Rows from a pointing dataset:
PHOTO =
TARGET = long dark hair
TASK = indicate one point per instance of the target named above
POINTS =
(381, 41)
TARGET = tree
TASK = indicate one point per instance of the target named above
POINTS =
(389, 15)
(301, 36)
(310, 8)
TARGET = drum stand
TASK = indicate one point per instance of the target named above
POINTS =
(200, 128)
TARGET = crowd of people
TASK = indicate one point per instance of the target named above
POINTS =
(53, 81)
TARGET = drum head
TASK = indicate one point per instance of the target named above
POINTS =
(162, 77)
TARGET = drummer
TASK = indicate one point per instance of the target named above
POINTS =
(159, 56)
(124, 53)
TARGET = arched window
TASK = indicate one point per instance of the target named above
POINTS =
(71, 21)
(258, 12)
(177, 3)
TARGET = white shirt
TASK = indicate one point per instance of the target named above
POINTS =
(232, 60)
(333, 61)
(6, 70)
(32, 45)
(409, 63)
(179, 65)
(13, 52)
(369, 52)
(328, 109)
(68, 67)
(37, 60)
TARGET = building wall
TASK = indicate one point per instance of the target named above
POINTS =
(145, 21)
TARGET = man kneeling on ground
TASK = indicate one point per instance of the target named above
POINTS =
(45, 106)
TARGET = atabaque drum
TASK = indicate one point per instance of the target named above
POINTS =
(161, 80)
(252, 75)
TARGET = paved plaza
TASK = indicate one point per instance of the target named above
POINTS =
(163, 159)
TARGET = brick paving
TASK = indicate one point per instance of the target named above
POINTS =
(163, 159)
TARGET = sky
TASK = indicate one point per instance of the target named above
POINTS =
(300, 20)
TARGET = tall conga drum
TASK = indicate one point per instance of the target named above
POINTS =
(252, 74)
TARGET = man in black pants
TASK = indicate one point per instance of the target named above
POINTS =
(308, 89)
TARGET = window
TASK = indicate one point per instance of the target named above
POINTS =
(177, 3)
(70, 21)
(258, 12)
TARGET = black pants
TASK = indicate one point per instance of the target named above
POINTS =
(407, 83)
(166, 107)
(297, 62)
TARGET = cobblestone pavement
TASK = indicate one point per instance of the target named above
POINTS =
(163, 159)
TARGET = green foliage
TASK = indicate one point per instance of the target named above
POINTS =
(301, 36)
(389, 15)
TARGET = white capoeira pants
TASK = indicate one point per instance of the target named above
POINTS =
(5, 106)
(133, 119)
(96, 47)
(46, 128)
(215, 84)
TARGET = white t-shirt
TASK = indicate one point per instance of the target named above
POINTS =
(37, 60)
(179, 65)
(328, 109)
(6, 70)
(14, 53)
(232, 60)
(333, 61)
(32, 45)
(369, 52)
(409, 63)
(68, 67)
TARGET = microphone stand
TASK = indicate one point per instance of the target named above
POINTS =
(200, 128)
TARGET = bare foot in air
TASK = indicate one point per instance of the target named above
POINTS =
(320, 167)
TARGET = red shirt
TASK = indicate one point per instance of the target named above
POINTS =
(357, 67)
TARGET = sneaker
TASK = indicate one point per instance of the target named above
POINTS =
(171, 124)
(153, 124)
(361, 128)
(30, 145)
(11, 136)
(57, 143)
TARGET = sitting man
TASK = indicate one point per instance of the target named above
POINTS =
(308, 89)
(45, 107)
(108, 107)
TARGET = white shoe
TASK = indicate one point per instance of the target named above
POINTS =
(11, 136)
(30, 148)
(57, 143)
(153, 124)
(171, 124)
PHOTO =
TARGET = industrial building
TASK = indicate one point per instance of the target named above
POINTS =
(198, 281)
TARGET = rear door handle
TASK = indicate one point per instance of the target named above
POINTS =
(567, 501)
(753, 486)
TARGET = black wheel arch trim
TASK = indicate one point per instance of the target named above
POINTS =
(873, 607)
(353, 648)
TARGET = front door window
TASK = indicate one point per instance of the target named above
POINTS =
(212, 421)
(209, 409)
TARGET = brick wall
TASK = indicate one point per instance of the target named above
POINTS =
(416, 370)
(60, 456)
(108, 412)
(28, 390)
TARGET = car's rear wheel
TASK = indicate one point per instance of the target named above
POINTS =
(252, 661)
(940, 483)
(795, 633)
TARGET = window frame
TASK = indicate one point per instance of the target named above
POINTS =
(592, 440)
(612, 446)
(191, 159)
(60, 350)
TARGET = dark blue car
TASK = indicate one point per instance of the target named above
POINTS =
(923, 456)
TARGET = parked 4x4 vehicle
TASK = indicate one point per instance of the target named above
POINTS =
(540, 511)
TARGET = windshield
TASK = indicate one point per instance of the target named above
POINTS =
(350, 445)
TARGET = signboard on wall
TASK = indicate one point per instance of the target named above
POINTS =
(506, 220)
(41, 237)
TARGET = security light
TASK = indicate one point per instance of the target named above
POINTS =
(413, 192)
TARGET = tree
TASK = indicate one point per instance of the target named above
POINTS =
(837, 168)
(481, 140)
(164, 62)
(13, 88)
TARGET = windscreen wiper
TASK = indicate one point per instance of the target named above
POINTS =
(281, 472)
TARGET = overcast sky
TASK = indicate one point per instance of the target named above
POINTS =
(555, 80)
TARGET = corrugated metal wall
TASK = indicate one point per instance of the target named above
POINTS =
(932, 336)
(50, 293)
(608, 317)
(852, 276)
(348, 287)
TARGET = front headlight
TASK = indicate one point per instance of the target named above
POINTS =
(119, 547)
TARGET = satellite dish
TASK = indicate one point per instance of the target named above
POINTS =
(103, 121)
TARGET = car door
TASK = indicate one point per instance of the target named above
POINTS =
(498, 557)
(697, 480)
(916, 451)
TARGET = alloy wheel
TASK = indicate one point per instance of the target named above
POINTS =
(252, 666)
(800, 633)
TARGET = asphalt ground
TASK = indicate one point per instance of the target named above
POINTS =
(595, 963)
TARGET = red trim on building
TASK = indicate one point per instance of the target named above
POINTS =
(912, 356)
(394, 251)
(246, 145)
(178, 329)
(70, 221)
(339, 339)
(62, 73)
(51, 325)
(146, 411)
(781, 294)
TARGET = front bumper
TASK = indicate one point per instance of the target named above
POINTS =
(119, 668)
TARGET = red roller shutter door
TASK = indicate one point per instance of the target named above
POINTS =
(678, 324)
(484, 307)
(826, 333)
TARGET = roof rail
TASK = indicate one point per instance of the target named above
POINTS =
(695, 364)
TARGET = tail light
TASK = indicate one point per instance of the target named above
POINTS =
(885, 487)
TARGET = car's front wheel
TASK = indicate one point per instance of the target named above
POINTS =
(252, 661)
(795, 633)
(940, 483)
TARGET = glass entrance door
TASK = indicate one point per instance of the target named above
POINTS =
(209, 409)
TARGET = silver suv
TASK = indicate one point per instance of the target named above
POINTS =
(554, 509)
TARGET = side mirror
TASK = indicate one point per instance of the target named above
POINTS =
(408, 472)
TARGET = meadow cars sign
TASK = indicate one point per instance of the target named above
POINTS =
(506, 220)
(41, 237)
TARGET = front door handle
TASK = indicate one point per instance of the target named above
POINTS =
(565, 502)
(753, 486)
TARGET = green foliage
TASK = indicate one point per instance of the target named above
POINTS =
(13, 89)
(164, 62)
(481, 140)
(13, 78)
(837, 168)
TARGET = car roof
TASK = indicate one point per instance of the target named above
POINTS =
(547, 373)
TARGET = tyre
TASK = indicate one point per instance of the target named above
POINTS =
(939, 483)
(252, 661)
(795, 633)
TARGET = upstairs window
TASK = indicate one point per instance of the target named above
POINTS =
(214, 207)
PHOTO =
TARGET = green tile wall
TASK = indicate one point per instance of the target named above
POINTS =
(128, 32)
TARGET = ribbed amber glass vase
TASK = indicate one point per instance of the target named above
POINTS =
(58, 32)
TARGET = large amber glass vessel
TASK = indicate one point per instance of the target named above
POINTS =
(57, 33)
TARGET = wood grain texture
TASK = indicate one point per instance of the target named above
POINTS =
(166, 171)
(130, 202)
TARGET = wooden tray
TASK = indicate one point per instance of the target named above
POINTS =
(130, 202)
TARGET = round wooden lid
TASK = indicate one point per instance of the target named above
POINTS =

§ GOAL OF THE EXERCISE
Send back exactly the lines from the line with "TARGET = ribbed amber glass vase" through the end of the records.

§ RESPONSE
TARGET = ribbed amber glass vase
TASK = indicate one point per instance of the target named above
POINTS =
(58, 32)
TARGET = large amber glass vessel
TASK = indicate one point per instance of the target named above
POINTS =
(57, 33)
TARGET = wood grain texture
TASK = indicate one point per instance of the target named above
POINTS =
(166, 171)
(130, 202)
TARGET = wooden tray
TASK = indicate one point per instance of the target named above
POINTS =
(130, 202)
TARGET = round wooden lid
TASK = indicate one point per instance of the target named above
POINTS =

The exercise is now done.